* **WHAT IS REQUIRED**
Would you please restate the data exactly as it stands, apart from the pictures?

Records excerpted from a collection
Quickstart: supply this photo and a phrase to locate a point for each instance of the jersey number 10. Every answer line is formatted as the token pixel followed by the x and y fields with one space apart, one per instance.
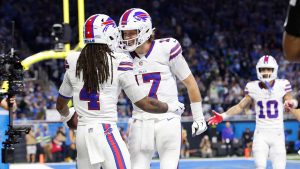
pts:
pixel 269 105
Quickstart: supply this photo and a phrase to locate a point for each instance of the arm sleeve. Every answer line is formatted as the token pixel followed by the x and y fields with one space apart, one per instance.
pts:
pixel 180 67
pixel 66 89
pixel 247 90
pixel 129 85
pixel 287 86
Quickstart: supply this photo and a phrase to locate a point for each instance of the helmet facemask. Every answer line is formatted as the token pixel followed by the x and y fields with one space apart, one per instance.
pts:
pixel 136 20
pixel 266 62
pixel 101 29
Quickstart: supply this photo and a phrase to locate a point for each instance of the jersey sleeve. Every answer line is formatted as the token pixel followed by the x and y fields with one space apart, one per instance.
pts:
pixel 247 89
pixel 127 79
pixel 287 86
pixel 66 89
pixel 130 86
pixel 177 62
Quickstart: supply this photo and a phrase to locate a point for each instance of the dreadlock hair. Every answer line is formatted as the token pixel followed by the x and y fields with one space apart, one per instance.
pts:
pixel 94 65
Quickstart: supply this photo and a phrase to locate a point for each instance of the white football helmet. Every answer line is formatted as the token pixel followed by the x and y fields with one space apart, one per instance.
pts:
pixel 267 61
pixel 135 19
pixel 100 28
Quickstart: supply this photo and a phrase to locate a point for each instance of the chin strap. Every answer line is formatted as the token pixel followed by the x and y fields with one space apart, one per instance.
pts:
pixel 269 86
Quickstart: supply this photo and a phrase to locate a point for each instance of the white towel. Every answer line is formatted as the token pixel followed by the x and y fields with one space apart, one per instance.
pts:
pixel 147 142
pixel 94 143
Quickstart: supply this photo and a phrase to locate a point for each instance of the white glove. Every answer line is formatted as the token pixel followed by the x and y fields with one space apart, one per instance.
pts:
pixel 65 119
pixel 199 126
pixel 176 107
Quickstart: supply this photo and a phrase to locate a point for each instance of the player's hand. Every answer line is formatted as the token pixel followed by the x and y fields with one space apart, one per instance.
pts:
pixel 199 126
pixel 290 104
pixel 216 119
pixel 177 108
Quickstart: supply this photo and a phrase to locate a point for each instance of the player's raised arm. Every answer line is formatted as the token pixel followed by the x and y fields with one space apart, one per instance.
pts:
pixel 238 108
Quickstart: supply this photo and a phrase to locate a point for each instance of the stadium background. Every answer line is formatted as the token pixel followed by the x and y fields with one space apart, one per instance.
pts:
pixel 221 39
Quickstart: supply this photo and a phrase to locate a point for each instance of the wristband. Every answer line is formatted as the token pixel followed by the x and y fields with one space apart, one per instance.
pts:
pixel 197 110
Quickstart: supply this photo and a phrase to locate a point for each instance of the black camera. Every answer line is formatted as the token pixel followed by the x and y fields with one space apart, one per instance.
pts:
pixel 12 71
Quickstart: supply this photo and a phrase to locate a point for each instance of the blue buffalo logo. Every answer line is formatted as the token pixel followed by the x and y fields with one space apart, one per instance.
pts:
pixel 107 23
pixel 141 16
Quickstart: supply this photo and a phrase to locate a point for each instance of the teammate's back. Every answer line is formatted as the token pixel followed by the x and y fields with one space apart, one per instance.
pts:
pixel 100 105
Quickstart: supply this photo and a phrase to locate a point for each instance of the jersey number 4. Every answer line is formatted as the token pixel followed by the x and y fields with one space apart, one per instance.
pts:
pixel 155 77
pixel 92 99
pixel 269 105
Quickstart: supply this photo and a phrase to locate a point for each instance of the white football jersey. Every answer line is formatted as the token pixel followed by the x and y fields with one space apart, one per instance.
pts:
pixel 102 106
pixel 155 74
pixel 268 104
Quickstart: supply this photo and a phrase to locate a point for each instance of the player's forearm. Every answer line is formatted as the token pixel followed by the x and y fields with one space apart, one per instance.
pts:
pixel 296 113
pixel 234 110
pixel 152 105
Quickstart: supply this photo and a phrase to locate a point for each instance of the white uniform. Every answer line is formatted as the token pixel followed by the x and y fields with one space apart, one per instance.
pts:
pixel 269 137
pixel 98 140
pixel 155 73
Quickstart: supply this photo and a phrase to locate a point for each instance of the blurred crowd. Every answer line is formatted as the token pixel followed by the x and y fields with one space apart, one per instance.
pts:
pixel 222 41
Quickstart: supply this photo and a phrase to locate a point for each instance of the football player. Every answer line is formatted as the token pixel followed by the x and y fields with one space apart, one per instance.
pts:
pixel 94 79
pixel 268 94
pixel 157 63
pixel 291 35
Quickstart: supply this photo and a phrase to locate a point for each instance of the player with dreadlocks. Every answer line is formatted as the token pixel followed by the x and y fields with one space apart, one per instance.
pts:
pixel 94 79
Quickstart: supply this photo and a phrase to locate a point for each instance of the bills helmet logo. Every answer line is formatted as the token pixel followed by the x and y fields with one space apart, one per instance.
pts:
pixel 266 59
pixel 107 23
pixel 141 16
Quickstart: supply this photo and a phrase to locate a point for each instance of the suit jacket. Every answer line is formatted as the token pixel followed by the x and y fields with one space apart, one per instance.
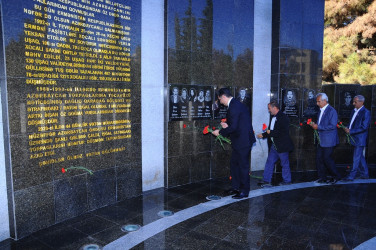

* **OUTPUT OF THE TASK**
Quickstart: supply this photo and a phrase to locate a point for each instance of the jersey number 10. Every answer line is formatted as the token pixel followed by the x and y fields with one space apart, one per instance.
pts:
pixel 269 105
Quickstart: supply this photo and a phrase to locate a point for each instance of the arm sleeve. Every answer line is formatted as the token pixel followed by the x and y fields with one space apart, one per instance.
pts:
pixel 180 67
pixel 66 89
pixel 247 90
pixel 129 85
pixel 287 86
Quickstart: supply this photo and a phrase to locate a point for each instance of the helmet facemask. Every answer line is formatted as the token pixel followed by the x and y fields with one space apart, one per instance.
pts:
pixel 136 20
pixel 266 62
pixel 101 29
Quickstart: supply this photo and a phrase to locate a point for each instance of the jersey sleeve. Every answer line is formatted as the token pixel followed by the x and y fields with one space apart, one per instance.
pts:
pixel 247 89
pixel 127 79
pixel 287 86
pixel 66 89
pixel 130 86
pixel 177 62
Quickstart: supply this photo and a phrase to locate a point for each instance of the dreadlock hair. Every answer line is formatted as the token pixel followed by the x and y fields with one space apart, one per instance.
pts:
pixel 94 65
Quickstart: supply this photo and a phrase to locate a point for each instance of the white football helmet. Every answer line is formatted as the token pixel followed by the x and y fields with one space apart, one per instance.
pts:
pixel 267 61
pixel 135 19
pixel 100 28
Quickstart: supply this photo and a phrase to locate a point for each instance of the chin strap. Every answer line is formatted as the token pixel followed by the x and y fields with one space apart, one per instance.
pts:
pixel 269 86
Quickstart: supply this photo and a phrase to locate a point for each instance of the white towel. Every answer line is formatted as the token pixel followed by the x and y fields with one space apart, one per instance.
pts:
pixel 147 142
pixel 94 143
Quickstart: supply this photo and a phrase to locate a point for each instance of the white glove. Every answer line is formatted as the token pixel followed by the x and y fields with one space apart, one per instance.
pts:
pixel 65 119
pixel 199 126
pixel 176 107
Quickstart: supply this photo and a phrase to locate a point for each instance of the player's hand. Every answer line is formatted as the token pixel followed by the x and y fields with one space apart, one per instance.
pts:
pixel 199 126
pixel 290 104
pixel 216 119
pixel 177 108
Quickstart: supply this photo and a phrase to locate a point for each instance of the player's raised arm. Every answer line is formatted as the token pixel followed by the x and y fields with one space apart, one per instance.
pts:
pixel 238 108
Quickstart: supply this photo and a phrase to locate a point for each instance of the stadium background. Every answer line is formatted as the token pixel followed by the x and y fields with one space apart, one per instance.
pts:
pixel 221 39
Quickstart: supply this photo and a phrase to locate a point for each instance of the wristband. Every answer line is formatted as the token pixel followed by the x and y fields with one space apart, one per instance.
pts:
pixel 197 110
Quickstart: supply this photo and a phrase to locate a point for each instance of the black camera. Every answer line is formatted as the token pixel followed by the x and y fields with one space apart, one per instance.
pts:
pixel 12 71
Quickstart: supply this photo and a phrase to locate a point for each instance of the blue buffalo logo. Every answer line is formatted as the token pixel followed by the x and y fields with one space apart, one per instance.
pts:
pixel 107 23
pixel 141 16
Quickstart: supply this photo and a phrase to locate a point for each instance of the teammate's back. Every answer line is formatted as the token pixel followed by the x and y fields with one space apart, one per instance.
pts:
pixel 100 105
Quickstart: supply this photo and a phrase to locate a point for each instance of the jersey number 4. Every answer line is formatted as the token pixel followed by the x and y fields with one space apart, one per instance.
pts:
pixel 155 77
pixel 92 99
pixel 269 105
Quickstart: supply this photo and a phrase to locate a point for each instance of the white football jersey. Every answer line is formatted as the token pixel followed by the x and y fields with one space apart, one per instance.
pts:
pixel 102 106
pixel 155 74
pixel 268 104
Quickstart: supply this photo and a phrase to locate a point for each instance of the player's forearm. Every answer line is formatted as the token pixel followed by the x and y fields with one space apart, one per instance.
pts:
pixel 296 113
pixel 234 110
pixel 152 105
Quickstart: supply this photo and a phrase to locate a point for each instance of the white uniform. Every answer line is formatted as the token pixel followed by the x and y fields with one space apart, one per instance.
pts:
pixel 269 137
pixel 98 140
pixel 155 73
Quickstart: supply this photo and a phrase to locate a point for each instance of the blurred crowd. Every answer line is formatted as the token pixel followed by the x and y fields with one space apart, one per instance.
pts:
pixel 222 41
Quickstart: supply this photo and a phrase to locate a point for each instance of the football player. Every answer line is formatted as the token pixel followed by the x and y fields with one space apart, one per instance.
pts:
pixel 94 79
pixel 268 94
pixel 157 63
pixel 291 35
Quickstart: supply this photo and a phrase to locate a point for each instance of the player with dreadlocks. Every answer line is formatted as the token pixel followed by the x and y fields with one space apart, one per instance.
pts:
pixel 94 79
Quickstart: supply this photo and a phrase to locate a point for each instance of the bills helmet logo. Every answer line is formatted as the token pixel followed by the x and y fields with one space apart, one per instance.
pts:
pixel 266 59
pixel 107 23
pixel 141 16
Quickstart: supply this photo and a phrase to locate a point for each instance of the suit jacket. Every answer line is formatted as the token pixel followed by the x and y fields with one space apart, one per instance.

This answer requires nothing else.